All of the records are to be copied out exactly, with nothing left out.

◆ **Dataset entries**:
--- --- ---
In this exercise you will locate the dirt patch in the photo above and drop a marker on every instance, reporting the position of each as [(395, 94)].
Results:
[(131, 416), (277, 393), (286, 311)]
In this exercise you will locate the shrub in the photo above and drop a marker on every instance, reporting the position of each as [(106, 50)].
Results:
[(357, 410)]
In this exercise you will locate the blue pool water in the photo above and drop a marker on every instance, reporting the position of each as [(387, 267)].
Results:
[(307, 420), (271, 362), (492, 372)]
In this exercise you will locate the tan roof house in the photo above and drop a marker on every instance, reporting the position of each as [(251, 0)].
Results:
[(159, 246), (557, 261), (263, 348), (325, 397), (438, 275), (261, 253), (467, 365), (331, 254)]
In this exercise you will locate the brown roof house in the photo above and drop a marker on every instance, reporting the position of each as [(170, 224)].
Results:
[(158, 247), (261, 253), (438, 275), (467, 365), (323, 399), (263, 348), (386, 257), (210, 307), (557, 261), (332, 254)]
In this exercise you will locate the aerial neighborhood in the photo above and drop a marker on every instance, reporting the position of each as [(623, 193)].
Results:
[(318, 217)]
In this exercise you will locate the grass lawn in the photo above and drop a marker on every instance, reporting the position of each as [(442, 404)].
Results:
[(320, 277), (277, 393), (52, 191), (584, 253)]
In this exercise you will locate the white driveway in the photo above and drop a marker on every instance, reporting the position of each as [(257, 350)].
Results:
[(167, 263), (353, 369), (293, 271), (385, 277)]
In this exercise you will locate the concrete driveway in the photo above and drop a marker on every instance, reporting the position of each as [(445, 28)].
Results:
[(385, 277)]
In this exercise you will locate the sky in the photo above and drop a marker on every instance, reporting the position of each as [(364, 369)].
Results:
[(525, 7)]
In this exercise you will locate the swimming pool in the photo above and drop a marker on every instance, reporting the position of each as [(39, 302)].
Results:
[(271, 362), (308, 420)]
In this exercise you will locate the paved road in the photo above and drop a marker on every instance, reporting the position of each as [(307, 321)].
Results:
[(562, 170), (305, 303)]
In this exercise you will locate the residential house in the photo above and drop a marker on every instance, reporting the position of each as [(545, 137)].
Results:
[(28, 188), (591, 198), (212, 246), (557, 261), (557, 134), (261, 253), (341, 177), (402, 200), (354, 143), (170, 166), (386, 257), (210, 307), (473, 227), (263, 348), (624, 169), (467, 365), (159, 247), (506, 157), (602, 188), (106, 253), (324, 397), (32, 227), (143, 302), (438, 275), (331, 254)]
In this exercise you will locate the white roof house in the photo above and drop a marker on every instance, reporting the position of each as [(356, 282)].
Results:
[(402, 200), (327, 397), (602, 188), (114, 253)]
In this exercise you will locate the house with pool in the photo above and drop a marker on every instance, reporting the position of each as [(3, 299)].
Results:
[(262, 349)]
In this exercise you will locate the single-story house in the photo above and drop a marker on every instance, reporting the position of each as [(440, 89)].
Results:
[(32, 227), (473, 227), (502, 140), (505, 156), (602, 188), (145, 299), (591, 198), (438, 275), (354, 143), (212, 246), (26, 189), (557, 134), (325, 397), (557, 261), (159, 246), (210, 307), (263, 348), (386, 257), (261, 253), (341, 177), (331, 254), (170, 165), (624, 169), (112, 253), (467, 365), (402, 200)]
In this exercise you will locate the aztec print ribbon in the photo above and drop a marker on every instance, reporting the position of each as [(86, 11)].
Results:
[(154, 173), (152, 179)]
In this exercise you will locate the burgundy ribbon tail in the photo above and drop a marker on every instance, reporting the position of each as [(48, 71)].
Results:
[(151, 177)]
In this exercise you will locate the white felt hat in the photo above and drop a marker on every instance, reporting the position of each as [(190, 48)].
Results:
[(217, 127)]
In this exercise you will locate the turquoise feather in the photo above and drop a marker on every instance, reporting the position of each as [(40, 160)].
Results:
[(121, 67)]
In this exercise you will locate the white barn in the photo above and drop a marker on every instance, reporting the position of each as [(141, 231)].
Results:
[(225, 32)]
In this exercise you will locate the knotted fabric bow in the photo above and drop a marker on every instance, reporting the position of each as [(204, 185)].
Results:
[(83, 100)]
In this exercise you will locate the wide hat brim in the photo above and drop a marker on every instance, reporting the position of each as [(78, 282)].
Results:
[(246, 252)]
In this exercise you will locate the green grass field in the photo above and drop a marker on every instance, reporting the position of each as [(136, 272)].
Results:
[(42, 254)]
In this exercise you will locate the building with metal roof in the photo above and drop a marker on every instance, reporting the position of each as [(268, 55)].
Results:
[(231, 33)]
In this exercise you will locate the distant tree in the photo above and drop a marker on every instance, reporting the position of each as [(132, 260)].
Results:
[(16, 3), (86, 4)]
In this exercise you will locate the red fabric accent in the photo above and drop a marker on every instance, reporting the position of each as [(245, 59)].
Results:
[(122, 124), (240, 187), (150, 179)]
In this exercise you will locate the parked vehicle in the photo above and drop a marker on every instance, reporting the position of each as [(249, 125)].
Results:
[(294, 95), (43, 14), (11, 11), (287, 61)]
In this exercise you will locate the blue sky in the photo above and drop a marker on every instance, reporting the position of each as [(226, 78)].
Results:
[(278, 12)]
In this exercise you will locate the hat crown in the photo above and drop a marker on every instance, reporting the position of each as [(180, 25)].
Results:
--- --- ---
◆ **Solved exercise**:
In this exercise you will locate the dirt patch in the photo above and drop a marker on every instance, reporting the position of each as [(395, 94)].
Results:
[(131, 416), (277, 393), (286, 311)]
In this exercise you will locate the shrub in the photo above and drop a marker on every instance, reporting the position of each as [(106, 50)].
Results:
[(357, 410)]
In this exercise you will locate the blue pool water in the photo above and drop a marker on every instance, reporting the position of each as [(387, 267)].
Results:
[(307, 420), (271, 362), (492, 372)]
In this exercise you will locate the tan roof house in the photo above and drop a marker on every instance, reporting the position of each as [(251, 0)].
Results:
[(159, 246), (557, 261), (263, 348), (325, 397), (438, 275), (261, 253), (467, 365), (331, 254)]
In this exercise you will locate the brown roof house in the photo above and drop a marker on every instance, reporting the position of each as [(170, 224)].
Results:
[(158, 247), (261, 253), (438, 275), (467, 365), (323, 399), (263, 348), (386, 257), (210, 307), (557, 261), (332, 254)]
In this exercise you will locate the aerial neighborhood in the photo above and drop a marker on every instance, reporting the position of each as [(623, 193)].
Results:
[(318, 217)]
In this exercise you will locate the grass lawn in the photo above and drop a marker on every instance, reporting the position of each as [(442, 404)].
Results:
[(320, 277), (277, 393), (52, 191), (584, 253)]
In this exercise you will locate the white driveway in the photo above and drop a marker on every instance, reporting the position of each as [(257, 350)].
Results:
[(167, 263), (353, 369), (293, 271), (385, 277)]
In this exercise you will locate the concrete driveway in the photo above and drop a marker on every instance, reporting the position of each as [(445, 28)].
Results:
[(385, 277)]
In this exercise you will locate the sky in the photo above and drop a marker on every instance, reporting the position of each as [(364, 369)].
Results:
[(525, 7)]
In this exercise you will locate the swimming pool in the photo above and drop a marker on every instance, reporting the position of each as [(39, 302)].
Results:
[(271, 362), (308, 420)]
In this exercise you will locate the paved road in the photo above and drop a marker on every instance, reporting the position of each as [(307, 321)].
Results:
[(562, 170), (305, 303)]
In this exercise you will locate the residential house in the photo above and drop a marker on every instance, reporting the position of each as [(545, 137)].
Results:
[(28, 188), (591, 198), (212, 246), (557, 261), (557, 134), (261, 253), (341, 177), (402, 200), (354, 143), (170, 166), (386, 257), (210, 307), (473, 227), (263, 348), (624, 169), (467, 365), (159, 247), (506, 157), (602, 188), (106, 253), (324, 397), (32, 227), (143, 302), (438, 275), (331, 254)]
In this exercise you will locate the white roof house in the photo above and drop a marker on every instance, reporting the position of each as [(356, 282)].
Results:
[(402, 200), (327, 397), (602, 188), (114, 253)]
In this exercise you will locate the house with pool in the photo above and drop a marker on every instance, reporting the position of each as [(3, 299)].
Results:
[(262, 349)]
In this exercise you will locate the single-story house in the photo above and drop a marker on every instance, reporting the position of each as [(440, 89)].
Results:
[(32, 227), (473, 227), (502, 140), (505, 156), (602, 188), (145, 299), (591, 198), (438, 275), (354, 143), (212, 246), (26, 189), (557, 134), (325, 397), (557, 261), (159, 246), (210, 307), (263, 348), (386, 257), (261, 253), (341, 177), (331, 254), (170, 165), (624, 169), (112, 253), (467, 365), (402, 200)]
In this exercise you will locate the aztec print ribbon in the photo above and drop a marker on every instance, reporting the position of each as [(86, 11)].
Results:
[(154, 173), (152, 179)]
In this exercise you will locate the burgundy ribbon tail in the photo above and drop a marker on every instance, reporting the position of each as [(48, 71)].
Results:
[(151, 177)]
In this exercise you will locate the white felt hat in the photo above and drop a marker on every instance, reporting the position of each as [(190, 48)].
Results:
[(217, 127)]
In this exercise you will locate the turquoise feather in the photo above and drop a marker on every instance, reporting the position of each as [(40, 160)].
Results:
[(121, 67)]
In this exercise you will locate the white barn in the photo above and drop a marker on every instance, reporting the position of each as [(141, 231)].
Results:
[(225, 32)]
In this exercise you will locate the knotted fabric bow in the photo above and drop a marker on every instance, reporting the position of each as [(204, 185)].
Results:
[(83, 100)]
In this exercise you will locate the wide hat brim in the photo above and drop a marker on every instance, reporting the position of each as [(78, 282)].
Results:
[(246, 252)]
In this exercise you will locate the green grass field in the photo above and drop a marker on every instance, reporting the position of each as [(136, 272)].
Results:
[(42, 254)]
In this exercise you will locate the building with metal roof in the photo above and drop a marker on every instance, reporting the position of each as [(268, 55)].
Results:
[(231, 33)]
In this exercise you will locate the distant tree in the photo above and drop a marker on every instance, reporting the position of each as [(132, 260)].
Results:
[(16, 3), (86, 4)]
In this exercise you will locate the red fabric accent in the photo above and drop a marker on every instance, reporting the position of each as [(245, 59)].
Results:
[(122, 124), (240, 187), (150, 179)]
In this exercise you will locate the parked vehicle in the photo above and drop a marker on every instance, reporting the position of each as [(249, 125)].
Results:
[(294, 95), (43, 14), (11, 11), (287, 61)]
In this exercise you will locate the blue sky in the photo above and drop a marker on every instance, reporting the position of each as [(226, 78)].
Results:
[(278, 12)]
In this exercise you will locate the hat crown in the photo above and drop a marker on every instance, reporting the position of each as [(180, 25)].
Results:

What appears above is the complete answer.